§ Description of the task
Please retype every line of the listing below, keeping each word and character unchanged.

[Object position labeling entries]
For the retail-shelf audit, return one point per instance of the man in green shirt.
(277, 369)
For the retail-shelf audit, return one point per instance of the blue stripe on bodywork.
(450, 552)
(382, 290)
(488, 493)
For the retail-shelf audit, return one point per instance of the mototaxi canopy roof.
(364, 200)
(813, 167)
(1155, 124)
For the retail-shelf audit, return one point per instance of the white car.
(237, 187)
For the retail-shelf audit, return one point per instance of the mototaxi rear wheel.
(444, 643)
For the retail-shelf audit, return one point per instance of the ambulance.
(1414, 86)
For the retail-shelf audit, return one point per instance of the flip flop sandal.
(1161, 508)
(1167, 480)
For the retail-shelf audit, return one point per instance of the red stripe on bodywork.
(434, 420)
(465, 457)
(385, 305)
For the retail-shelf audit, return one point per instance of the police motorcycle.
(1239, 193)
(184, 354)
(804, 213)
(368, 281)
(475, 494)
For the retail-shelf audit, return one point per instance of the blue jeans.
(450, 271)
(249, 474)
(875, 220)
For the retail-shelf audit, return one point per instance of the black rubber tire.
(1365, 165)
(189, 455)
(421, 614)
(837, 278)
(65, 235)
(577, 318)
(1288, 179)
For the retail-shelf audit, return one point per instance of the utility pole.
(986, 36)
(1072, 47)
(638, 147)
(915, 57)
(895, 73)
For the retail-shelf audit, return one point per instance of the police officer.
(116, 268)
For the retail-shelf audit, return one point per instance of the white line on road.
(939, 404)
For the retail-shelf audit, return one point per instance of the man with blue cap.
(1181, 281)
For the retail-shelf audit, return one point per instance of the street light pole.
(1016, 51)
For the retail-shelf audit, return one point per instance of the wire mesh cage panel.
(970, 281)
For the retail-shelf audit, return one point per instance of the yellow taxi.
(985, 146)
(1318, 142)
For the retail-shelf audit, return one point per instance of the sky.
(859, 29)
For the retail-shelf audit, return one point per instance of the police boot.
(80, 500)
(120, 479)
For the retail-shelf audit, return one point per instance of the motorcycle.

§ Solution for this task
For the retail-shelf audit, return one point per instance of the man in green shirt.
(277, 369)
For the retail-shelf audit, return one point per instance of the blue stripe on bodywork.
(450, 552)
(382, 290)
(488, 493)
For the retail-shelf audit, return one point per instance of the mototaxi canopy roof.
(364, 200)
(813, 167)
(1155, 124)
For the retail-shelf audit, return one point per instance of the white car.
(237, 187)
For the retail-shelf audit, return one point per instance of the mototaxi rear wheel.
(444, 643)
For the retail-shelf audit, return one point per instance of the ambulance.
(1414, 86)
For the retail-shelf audit, return one point per instance of the flip flop sandal.
(1161, 508)
(1167, 480)
For the retail-shelf audit, return one point per instance of the red stripe on bodywork.
(434, 420)
(465, 457)
(385, 305)
For the retail-shelf audit, return one point per instance of the police motorcycle.
(1239, 193)
(184, 354)
(804, 213)
(368, 281)
(475, 494)
For the retail-shelf audit, return one point per instance of the blue jeans.
(450, 271)
(249, 474)
(875, 220)
For the retail-shelf audit, return one point per instance of the black rubber tire.
(1365, 165)
(189, 455)
(421, 614)
(837, 278)
(65, 235)
(577, 318)
(1288, 179)
For the retail-shelf audit, return one point per instance of the utility pole.
(986, 36)
(1072, 47)
(638, 147)
(915, 57)
(895, 73)
For the retail-shelf audit, return one point per instance of the police officer.
(116, 268)
For the retail-shelf audit, return one point per instance of the white line on road.
(939, 404)
For the retail-shelf audit, return one point per instance of the man with blue cap.
(1181, 281)
For the retail-shelf audit, return one point per instance of the street light pole.
(1016, 51)
For the retail-shelf audit, return one point per instance of the wire mesh cage panel.
(970, 281)
For the retail-shelf audit, return one point per instance of the yellow taxi.
(985, 146)
(1318, 142)
For the retail-shelf audit, return one point per instance of the sky.
(859, 29)
For the retail-shelf audit, return one point per instance of the police boot.
(80, 500)
(120, 479)
For the retail-shelf audit, return one point per instance of the motorcycle.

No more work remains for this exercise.